- What is being asked: What you return must be the full listing, word for word, with no images in it.

- Data in this exercise:

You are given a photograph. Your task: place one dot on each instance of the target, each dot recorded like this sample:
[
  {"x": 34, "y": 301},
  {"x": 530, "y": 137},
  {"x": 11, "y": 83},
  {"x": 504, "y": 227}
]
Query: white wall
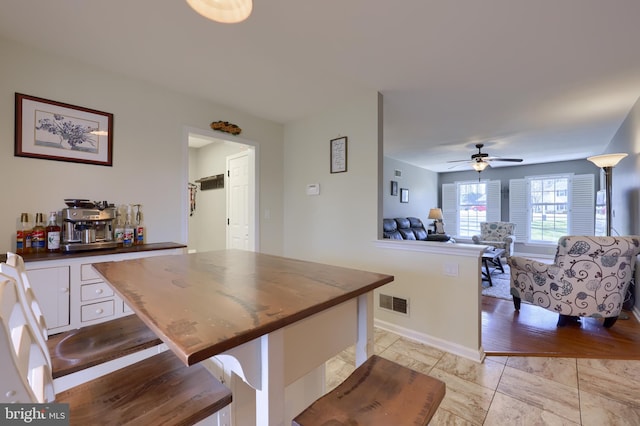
[
  {"x": 625, "y": 197},
  {"x": 340, "y": 226},
  {"x": 149, "y": 153}
]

- Solution for this task:
You are given a photograph. Your task: place one dot on each instance of the target, each dot recorded like this sample:
[
  {"x": 34, "y": 301},
  {"x": 530, "y": 137},
  {"x": 11, "y": 83},
  {"x": 504, "y": 227}
]
Query: white wall
[
  {"x": 625, "y": 197},
  {"x": 340, "y": 226},
  {"x": 149, "y": 153}
]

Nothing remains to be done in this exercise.